• **Exercise requirements**
• A. From the diabetes article, list the kinds of people it says appear in the comfortable diabetes advertising.
• B. Please repeat word for word the part of the diabetes article that opens with the words containing "That ranking was" and closes with "deaths that year.".

• **Exercise passage**
[Start of Attachment]
Jim moved to Southwest Florida just a couple months ago. He was a young man in his early 30s, a professional who worked the second shift in front of a computer at an area publisher. He had no family there; it was a new job that brought him, and he was still getting to know folks and just beginning to make friends. So if anything seemed amiss with Jim, nobody would have been likely to notice it as out of the ordinary.
But a few days before Thanksgiving, he called in sick to his new job. The next day, feeling worse, he took himself to the hospital. Within two days, he was dead. Diabetes. Previously undiagnosed.
Diabetes kills people. Sometimes slowly, sometimes suddenly. Sometimes it's not the primary cause of death; people end up dying with their diabetes, but not necessarily from it. It's a disease that can be managed with careful monitoring and good medical care once it's been identified. The trouble is that more and more people are becoming diabetic at earlier ages, and the younger people are, the less likely they are to consider themselves at risk of serious disease. But there are few diseases more serious, and increasingly, there are few more common.
Maybe you've heard this before. Maybe you're tired of hearing it. Perhaps all the comfortable advertising with kids and musicians and athletes talking easily about their blood-testing devices has made this killer disease seem somehow familiar and less deadly. But it is deadly. And when a productive young man suddenly dies without ever knowing what was ailing him, it simply shows that the message is still not getting out enough.
So we say it again and again. And if one needless death can be prevented, it's still worth repeating.
Plenty to Go Around
Diabetes rates have skyrocketed, right along with the rate of obesity. In 2002, it was the sixth leading cause of death in the United States, based on death certificates, but it's estimated that that data probably does not reflect the actual numbers.
That ranking was based on the 73,249 death certificates on which diabetes was listed as the actual cause of death. Diabetes is likely to be underreported as a cause of death since many people with diabetes die of complications of the disease, and yet only about 35 to 40 percent of people who die with diabetes have diabetes listed anywhere on the death certificate, and only about 10 to 15 percent had it listed as the cause of death. According to death certificate reports for 2002, diabetes contributed to a total of 224,092 deaths that year.
Overall, the risk for death among people with diabetes is about twice that of people without diabetes of similar age.
There are nearly a quarter of a million new cases of diabetes diagnosed each year now among people aged 20 to 39. Among those aged 40 to 59, it's more 800,000. That's a lot of sick people.
But worse, it's estimated that there are nearly 6 million people walking around with undiagnosed diabetes. Most of them are like Jim, happy people with plenty to live for, unaware that it's all silently slipping out of their grasp.
[End of Attachment]
• **Records provided**
[Start of Attachment]
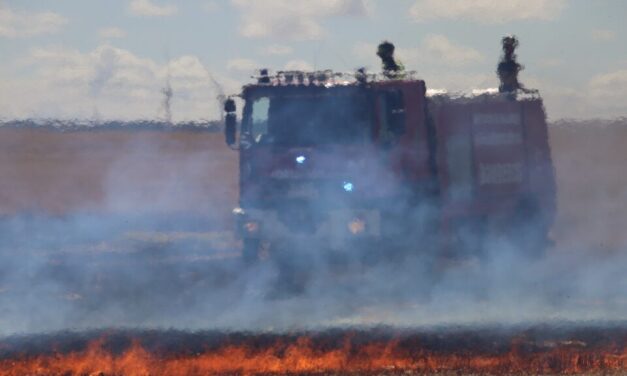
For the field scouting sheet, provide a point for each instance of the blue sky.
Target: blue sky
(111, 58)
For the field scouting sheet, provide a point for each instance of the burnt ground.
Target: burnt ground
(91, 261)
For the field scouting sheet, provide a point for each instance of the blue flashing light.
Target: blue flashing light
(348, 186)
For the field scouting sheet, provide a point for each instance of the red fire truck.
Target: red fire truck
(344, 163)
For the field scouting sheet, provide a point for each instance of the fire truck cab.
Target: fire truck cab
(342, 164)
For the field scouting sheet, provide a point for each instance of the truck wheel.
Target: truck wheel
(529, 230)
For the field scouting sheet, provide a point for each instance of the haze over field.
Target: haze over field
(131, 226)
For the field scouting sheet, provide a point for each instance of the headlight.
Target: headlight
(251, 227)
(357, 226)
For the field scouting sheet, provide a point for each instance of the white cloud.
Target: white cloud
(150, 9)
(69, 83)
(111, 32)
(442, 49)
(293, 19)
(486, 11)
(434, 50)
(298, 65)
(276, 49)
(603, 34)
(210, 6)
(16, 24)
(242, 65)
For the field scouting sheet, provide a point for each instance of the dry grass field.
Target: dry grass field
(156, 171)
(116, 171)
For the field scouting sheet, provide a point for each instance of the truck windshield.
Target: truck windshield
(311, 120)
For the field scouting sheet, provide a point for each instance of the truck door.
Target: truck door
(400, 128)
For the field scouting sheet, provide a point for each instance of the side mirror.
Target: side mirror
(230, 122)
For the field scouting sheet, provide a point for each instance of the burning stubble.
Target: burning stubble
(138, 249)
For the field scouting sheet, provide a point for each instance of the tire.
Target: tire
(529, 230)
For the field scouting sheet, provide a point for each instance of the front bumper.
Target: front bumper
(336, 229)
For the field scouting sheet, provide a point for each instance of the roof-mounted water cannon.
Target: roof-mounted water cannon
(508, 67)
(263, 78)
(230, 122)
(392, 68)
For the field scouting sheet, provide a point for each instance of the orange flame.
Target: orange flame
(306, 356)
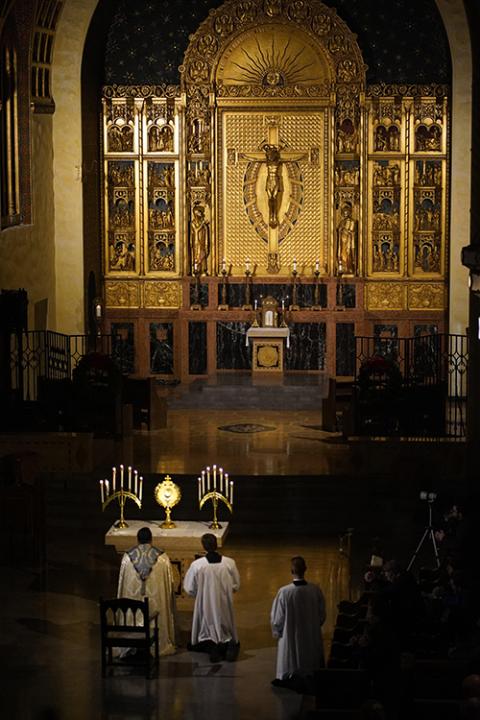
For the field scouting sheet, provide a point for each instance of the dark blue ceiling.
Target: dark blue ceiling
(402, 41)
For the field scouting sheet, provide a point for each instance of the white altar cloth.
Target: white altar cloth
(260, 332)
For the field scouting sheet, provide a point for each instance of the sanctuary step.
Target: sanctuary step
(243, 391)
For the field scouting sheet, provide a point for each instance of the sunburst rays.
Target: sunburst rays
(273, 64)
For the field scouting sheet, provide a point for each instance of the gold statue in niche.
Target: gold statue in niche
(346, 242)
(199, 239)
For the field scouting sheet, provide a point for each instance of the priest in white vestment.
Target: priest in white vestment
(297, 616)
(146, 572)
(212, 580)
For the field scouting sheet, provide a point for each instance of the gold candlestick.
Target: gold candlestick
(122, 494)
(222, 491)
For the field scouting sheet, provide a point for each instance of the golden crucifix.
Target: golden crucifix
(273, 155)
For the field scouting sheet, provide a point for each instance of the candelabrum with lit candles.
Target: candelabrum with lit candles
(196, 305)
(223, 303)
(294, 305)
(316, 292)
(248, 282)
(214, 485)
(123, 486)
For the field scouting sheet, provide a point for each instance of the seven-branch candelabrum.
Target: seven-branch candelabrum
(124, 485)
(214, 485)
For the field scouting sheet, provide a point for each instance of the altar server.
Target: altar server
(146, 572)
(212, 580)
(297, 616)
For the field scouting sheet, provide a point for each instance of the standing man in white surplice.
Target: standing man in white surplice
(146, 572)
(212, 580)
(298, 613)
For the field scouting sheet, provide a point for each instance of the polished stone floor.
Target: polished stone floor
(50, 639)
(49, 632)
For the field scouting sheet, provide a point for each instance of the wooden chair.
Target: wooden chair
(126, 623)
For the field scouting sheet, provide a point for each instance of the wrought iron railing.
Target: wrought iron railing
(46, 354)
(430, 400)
[End of Attachment]
[Start of Attachment]
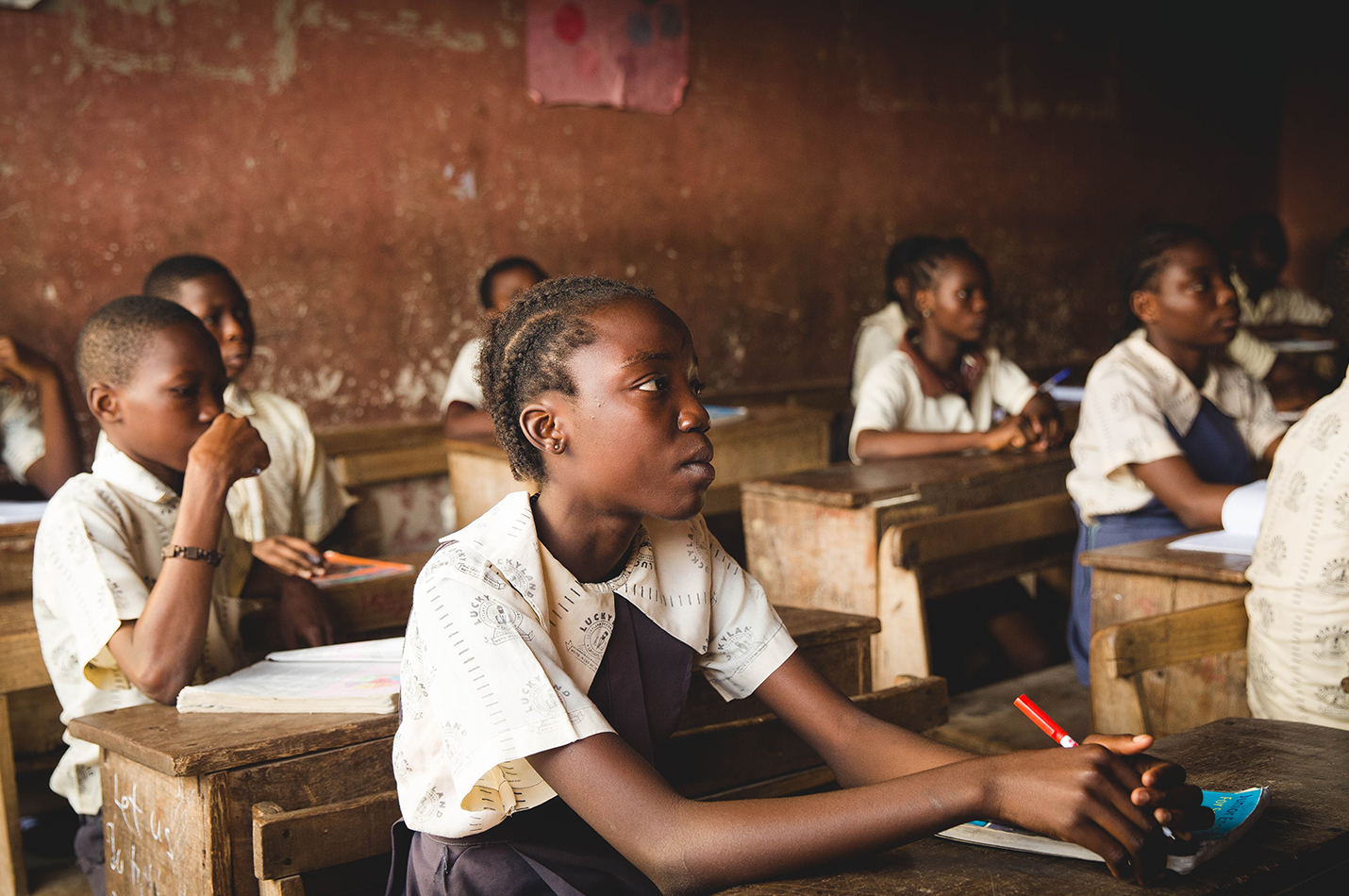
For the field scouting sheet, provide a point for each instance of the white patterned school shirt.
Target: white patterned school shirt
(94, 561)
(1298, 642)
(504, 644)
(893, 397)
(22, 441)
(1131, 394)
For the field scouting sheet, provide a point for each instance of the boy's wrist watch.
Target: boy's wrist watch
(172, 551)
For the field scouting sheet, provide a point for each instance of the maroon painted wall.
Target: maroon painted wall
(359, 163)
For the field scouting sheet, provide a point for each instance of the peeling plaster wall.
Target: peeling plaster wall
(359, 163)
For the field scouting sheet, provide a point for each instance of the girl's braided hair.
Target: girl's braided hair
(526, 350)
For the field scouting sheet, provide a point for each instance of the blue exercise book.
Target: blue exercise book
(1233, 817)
[End of Attachment]
• **List of solutions**
• A.
- kids
- musicians
- athletes

• B.
That ranking was based on the 73,249 death certificates on which diabetes was listed as the actual cause of death. Diabetes is likely to be underreported as a cause of death since many people with diabetes die of complications of the disease, and yet only about 35 to 40 percent of people who die with diabetes have diabetes listed anywhere on the death certificate, and only about 10 to 15 percent had it listed as the cause of death. According to death certificate reports for 2002, diabetes contributed to a total of 224,092 deaths that year.